• _WORK INSTRUCTIONS_
Return, word for word, the part of the tabbouleh post that opens with the words containing "In the end, it" and closes with "give it a try.".

• _DOCUMENT TEXT_

You might notice that the grain in the pictures doesn’t resemble the bulgur of traditional tabbouleh–that’s because it isn’t. On the day I made this olive and chickpea tabbouleh to photograph (I might have also snuck in a few bites), I didn’t have any bulgur on hand. Instead of frantically running down the street to buy some, I decided to showcase the flexibility of this particular olive tabbouleh, and grain salads in general, by substituting the pack of farro I did have in the pantry. It cooked even faster than bulgur (mine was the 10 minute variety from Trader Joe’s) and I love the more toothsome texture.
In the end, it turns out that my chickpea and olive tabbouleh is what some would call a far cry from the traditional recipe. However, I stand by it. One, because it’s delicious, but two, it’s built on the principles of tabbouleh–the big ones being a grain and lots of leaves.Whatever you want to call this healthy, flavorful grain salad, I hope you give it a try.
Here in the U.S., it’s almost Independence Day. I can’t think of a better occasion for such a portable, make-ahead friendly olive tabbouleh recipe. Unless you’re part of a super aware group of friends, you’ll probably agree that healthy, vegetarian options are rare at holiday picnics. Why not be the one to rock the boat and bring something both good and good for you, to sound totally cliché. When I head up to Portland, Maine this weekend, I plan on indulging in plenty of doughnuts and maybe even a lobster roll, but I’m going to balance that out by throwing together simple homemade trail mix and a few more of my favorite healthy travel snacks. We’re also eating relatively light and most definitely meatless at home this week.

Rows from a dataset
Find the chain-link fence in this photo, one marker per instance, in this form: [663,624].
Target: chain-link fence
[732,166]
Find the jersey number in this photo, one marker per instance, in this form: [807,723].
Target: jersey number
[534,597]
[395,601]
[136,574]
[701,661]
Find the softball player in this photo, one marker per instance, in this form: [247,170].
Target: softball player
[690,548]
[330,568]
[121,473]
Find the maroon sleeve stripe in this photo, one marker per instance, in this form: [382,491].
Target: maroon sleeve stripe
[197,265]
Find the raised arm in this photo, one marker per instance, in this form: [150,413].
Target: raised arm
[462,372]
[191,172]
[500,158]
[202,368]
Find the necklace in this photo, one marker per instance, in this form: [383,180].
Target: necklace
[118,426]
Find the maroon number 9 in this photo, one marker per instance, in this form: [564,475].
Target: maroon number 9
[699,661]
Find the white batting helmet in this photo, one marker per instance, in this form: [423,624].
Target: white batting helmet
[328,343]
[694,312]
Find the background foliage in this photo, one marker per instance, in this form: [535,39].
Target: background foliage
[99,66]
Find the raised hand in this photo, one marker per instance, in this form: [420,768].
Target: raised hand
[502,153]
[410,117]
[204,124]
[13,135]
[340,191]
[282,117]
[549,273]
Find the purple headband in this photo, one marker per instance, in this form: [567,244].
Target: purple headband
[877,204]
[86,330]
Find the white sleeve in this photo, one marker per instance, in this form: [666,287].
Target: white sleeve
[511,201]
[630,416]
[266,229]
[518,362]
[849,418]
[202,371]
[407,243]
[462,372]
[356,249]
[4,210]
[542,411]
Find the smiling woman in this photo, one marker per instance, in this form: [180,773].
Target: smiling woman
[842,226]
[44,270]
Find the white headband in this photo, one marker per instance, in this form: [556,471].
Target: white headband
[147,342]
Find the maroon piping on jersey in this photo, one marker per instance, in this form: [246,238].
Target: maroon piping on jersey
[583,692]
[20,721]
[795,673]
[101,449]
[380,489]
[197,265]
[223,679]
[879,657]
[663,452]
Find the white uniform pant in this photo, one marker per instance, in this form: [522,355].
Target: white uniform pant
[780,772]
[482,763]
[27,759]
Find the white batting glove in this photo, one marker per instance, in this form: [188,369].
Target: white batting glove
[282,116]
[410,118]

• _EXERCISE RESPONSE_
In the end, it turns out that my chickpea and olive tabbouleh is what some would call a far cry from the traditional recipe. However, I stand by it. One, because it’s delicious, but two, it’s built on the principles of tabbouleh–the big ones being a grain and lots of leaves.Whatever you want to call this healthy, flavorful grain salad, I hope you give it a try.